--- Instructions for the task ---
Start at the first record below and retype through the last, exactly.

--- Records ---

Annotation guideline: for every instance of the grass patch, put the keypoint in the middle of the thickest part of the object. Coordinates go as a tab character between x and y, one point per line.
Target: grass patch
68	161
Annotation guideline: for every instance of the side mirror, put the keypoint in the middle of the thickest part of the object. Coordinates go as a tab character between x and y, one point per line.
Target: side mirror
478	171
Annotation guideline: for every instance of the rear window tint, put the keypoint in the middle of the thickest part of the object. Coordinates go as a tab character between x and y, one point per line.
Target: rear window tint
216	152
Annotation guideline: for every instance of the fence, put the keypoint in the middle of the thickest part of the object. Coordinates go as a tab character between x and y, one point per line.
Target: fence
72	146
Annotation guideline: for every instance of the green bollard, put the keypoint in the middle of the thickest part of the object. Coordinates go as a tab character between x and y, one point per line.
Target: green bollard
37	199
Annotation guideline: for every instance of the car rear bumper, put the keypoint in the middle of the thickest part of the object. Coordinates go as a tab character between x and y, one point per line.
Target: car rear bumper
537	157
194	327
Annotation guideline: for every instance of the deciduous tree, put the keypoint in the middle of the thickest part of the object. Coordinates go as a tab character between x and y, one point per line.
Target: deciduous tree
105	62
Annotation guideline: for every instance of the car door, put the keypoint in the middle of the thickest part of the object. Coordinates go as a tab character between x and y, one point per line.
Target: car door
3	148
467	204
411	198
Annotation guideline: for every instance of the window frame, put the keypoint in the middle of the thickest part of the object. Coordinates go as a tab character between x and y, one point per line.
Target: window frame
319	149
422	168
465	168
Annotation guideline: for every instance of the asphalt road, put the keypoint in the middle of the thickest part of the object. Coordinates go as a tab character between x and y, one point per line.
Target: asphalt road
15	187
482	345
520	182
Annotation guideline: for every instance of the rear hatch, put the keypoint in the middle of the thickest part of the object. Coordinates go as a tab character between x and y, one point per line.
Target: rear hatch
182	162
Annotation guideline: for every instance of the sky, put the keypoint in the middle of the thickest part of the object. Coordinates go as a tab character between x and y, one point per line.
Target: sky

--- Your response ---
Annotation guideline: for every instance of the grass patch, put the keypoint in the middle of the thickest part of the object. Coordinates go as a tab character between x and y, one point per line.
Target: grass patch
68	161
Annotation guideline: for every instance of the side mirror, put the keypoint in the middle of the thickest part of the object. Coordinates go as a tab character between x and y, one point per line.
Target: side mirror
478	171
Annotation guideline: for every instance of the rear window tint, put the keypoint in the middle of the thickest part of the object. Coordinates go as a tab character between x and y, one point per line.
Target: rear window tint
216	152
Annotation guideline: for every instance of the fence, put the keypoint in the middle of the thickest part of the object. Coordinates go as a tab character between x and y, one point per line.
Target: fence
72	146
Annotation guideline: for every instance of the green bollard, put the keypoint in the middle of the thickest part of the object. Coordinates go as a tab character between x and y, one point per line.
Target: green bollard
37	199
Annotation guideline: for every instance of the car rear bumper, put the keypoint in the middle of the thickest part of the object. Coordinates go as a tab character between x and y, one point per line.
Target: car rear bumper
537	157
194	327
Annotation guideline: for every instance of the deciduous tree, put the keypoint in the middle of the thickest part of the object. Coordinates go as a tab character between x and y, one point per line.
Target: deciduous tree
105	62
Annotation guideline: for every instance of the car door, put the keypoint in the middle of the thickest part of the object. Coordinates go as a tab character between x and y, one point per line.
Target: car door
3	148
467	204
411	198
Annotation guideline: for every instance of the window frame, put the keypoint in the middle of the thickest part of the object. Coordinates go as a tab character between x and y, one point per line.
Target: window frame
319	149
422	168
465	168
Annotation guideline: for every instance of the asphalt road, put the keypoint in the middle of the thickest part of the object. Coordinates go as a tab character between x and y, one point per line.
Target: asphalt road
15	187
482	345
520	182
Annotation guideline: for every instance of the rear hatch, put the keypoint in the middle of the thickest part of the object. Coordinates go as a tab character between x and y, one point per line.
Target: rear hatch
182	162
Annotation guideline: for every instance of the sky, put the keypoint in the middle of the thickest part of the object. Coordinates go as a tab character between x and y, one point per line.
Target: sky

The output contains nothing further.